Copy out every line of the material below word for word.

-------- Working data

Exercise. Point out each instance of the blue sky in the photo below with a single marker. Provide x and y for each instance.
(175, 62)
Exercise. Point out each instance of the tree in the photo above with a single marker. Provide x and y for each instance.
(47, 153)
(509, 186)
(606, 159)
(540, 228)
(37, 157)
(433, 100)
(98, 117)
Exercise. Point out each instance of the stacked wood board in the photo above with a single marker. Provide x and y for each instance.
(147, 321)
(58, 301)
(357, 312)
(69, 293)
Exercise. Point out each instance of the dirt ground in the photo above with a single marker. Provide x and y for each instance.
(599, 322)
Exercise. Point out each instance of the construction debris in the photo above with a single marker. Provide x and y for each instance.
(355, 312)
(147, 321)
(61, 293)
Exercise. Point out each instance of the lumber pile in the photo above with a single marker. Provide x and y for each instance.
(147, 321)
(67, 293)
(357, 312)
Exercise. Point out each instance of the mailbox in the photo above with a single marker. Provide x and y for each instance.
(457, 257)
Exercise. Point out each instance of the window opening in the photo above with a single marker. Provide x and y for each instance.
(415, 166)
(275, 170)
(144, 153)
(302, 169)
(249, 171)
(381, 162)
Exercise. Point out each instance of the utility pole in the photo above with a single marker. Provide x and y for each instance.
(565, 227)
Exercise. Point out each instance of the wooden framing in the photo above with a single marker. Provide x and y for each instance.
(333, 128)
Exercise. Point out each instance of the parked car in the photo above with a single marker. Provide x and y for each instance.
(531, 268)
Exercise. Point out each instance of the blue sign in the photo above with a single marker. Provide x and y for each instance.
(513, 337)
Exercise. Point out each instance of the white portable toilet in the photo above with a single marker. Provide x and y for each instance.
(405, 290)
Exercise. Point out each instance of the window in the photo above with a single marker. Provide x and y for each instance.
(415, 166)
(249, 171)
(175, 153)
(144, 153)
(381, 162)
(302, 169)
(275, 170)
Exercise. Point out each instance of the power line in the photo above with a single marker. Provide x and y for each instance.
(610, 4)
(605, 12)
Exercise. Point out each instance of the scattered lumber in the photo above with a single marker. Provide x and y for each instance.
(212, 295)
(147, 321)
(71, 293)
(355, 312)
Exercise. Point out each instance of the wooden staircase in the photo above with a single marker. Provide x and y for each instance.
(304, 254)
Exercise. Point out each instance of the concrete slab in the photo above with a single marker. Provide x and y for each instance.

----------------

== Exercise answer ==
Exercise. Point out each instance of the blue sky in the photo below with a single marker. Provide x and y for each instance.
(175, 62)
Exercise. Point out each instance of the tree in the photo above with a single marker. Provide x and y for each instance.
(47, 153)
(509, 186)
(606, 159)
(540, 228)
(37, 157)
(433, 100)
(98, 117)
Exercise. Point out each instance of the stacked wood board in the photo above with a single marker. Provide x and y for each instance.
(147, 321)
(58, 301)
(357, 312)
(69, 293)
Exercise. Point out each instance of the dirt ground in the photo above with a single marker. Provide x and y for each instance.
(599, 322)
Exercise. Point out each instance of the construction debris in the photo above with a single marker. Provide x and y for each instance.
(355, 312)
(147, 321)
(61, 293)
Exercise. Point out each instance of the lumber pile in the photo above with a single marker. Provide x and y for each instance.
(147, 321)
(67, 293)
(357, 312)
Exercise. Point out each instance of the mailbox in the photo above with a single marker. Provide x and y for each instance.
(457, 257)
Exercise. Point out each instance of the window opening in the photo above with a single marker. Provide x and y for each instance.
(415, 166)
(275, 170)
(144, 153)
(302, 169)
(249, 171)
(381, 162)
Exercise. Point out each instance of the utility pole in the photo above with a single marker. Provide x and y for each instance.
(565, 227)
Exercise. Point out each instance of the wooden framing in the photo above with a single marker. Provide x and y for each instance.
(333, 128)
Exercise. Point out each instance of the parked car in the photo above with a single marker. Provide x and y for each instance.
(531, 268)
Exercise. Point out each instance of the blue sign in the photo above with a single marker. Provide x and y for each instance.
(513, 337)
Exercise. Point out each instance of the white portable toilet in the photo above with a single marker. Provide x and y for each instance.
(405, 290)
Exercise. Point out each instance of the window in the photo above with a single marker. Provide x and y for each instance.
(415, 166)
(249, 171)
(175, 153)
(144, 153)
(381, 162)
(302, 169)
(275, 170)
Exercise. Point out each instance of the power line in the photo above with a single marker. Provide x and y for each instance.
(610, 4)
(605, 12)
Exercise. Point out each instance of the scattered lumber in the photo above with a single marker. Provide x and y for each instance.
(212, 295)
(147, 321)
(71, 293)
(355, 312)
Exercise. Point out each instance of the wooden staircase in the photo above with a single marker. Provide x and y for each instance.
(304, 254)
Exercise. Point out each instance of the concrete slab in the photo above with a single marker. Provide x and y for each instance.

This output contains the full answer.